• [Task statement]:
Rewrite the part of the items that opens with the line containing "Where can you spot the jetty?" and runs through the end of the items, swapping "jetty" for "dock" and leaving everything else unchanged.
══════
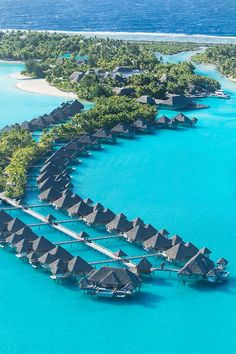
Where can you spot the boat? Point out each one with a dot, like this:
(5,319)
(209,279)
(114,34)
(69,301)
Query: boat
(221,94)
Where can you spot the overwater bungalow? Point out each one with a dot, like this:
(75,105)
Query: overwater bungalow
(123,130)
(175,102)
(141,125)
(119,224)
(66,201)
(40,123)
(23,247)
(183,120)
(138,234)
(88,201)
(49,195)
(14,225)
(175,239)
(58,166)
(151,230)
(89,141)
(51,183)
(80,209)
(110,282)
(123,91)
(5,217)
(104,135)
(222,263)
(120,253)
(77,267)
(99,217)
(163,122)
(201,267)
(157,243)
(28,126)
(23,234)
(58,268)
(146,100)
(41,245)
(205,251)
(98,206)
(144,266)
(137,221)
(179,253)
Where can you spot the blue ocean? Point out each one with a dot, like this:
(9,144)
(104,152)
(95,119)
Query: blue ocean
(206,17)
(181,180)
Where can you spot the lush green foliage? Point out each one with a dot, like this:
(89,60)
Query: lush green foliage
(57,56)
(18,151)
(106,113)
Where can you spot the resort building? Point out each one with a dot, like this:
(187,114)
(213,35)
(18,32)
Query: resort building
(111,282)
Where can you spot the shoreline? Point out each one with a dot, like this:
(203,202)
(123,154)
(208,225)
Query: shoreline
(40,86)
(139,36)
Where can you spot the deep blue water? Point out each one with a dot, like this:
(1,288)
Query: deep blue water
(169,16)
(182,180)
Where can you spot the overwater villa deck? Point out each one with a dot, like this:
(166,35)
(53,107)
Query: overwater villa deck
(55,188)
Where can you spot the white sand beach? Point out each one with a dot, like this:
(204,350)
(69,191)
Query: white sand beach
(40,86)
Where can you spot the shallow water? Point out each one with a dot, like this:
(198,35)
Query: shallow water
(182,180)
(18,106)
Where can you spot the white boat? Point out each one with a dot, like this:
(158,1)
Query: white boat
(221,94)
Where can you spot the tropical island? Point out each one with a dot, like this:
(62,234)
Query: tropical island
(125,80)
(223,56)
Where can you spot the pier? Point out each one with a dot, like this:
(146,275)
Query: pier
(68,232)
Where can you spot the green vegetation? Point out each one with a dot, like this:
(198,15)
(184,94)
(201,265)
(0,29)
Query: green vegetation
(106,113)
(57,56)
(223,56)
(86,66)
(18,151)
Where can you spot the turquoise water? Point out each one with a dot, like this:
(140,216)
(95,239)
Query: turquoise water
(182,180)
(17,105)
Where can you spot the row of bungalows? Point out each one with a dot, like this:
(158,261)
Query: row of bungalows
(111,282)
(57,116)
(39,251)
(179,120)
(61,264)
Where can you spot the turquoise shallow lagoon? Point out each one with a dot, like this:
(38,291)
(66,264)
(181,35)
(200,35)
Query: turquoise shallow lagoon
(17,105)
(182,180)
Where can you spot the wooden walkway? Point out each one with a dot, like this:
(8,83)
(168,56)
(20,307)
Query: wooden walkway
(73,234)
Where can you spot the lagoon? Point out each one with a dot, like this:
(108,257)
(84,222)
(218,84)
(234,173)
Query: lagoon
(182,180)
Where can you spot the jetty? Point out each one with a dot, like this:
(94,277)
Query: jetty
══════
• [Exercise solution]:
Where can you spot the dock? Point out each one with a dot, like this:
(94,277)
Query: dock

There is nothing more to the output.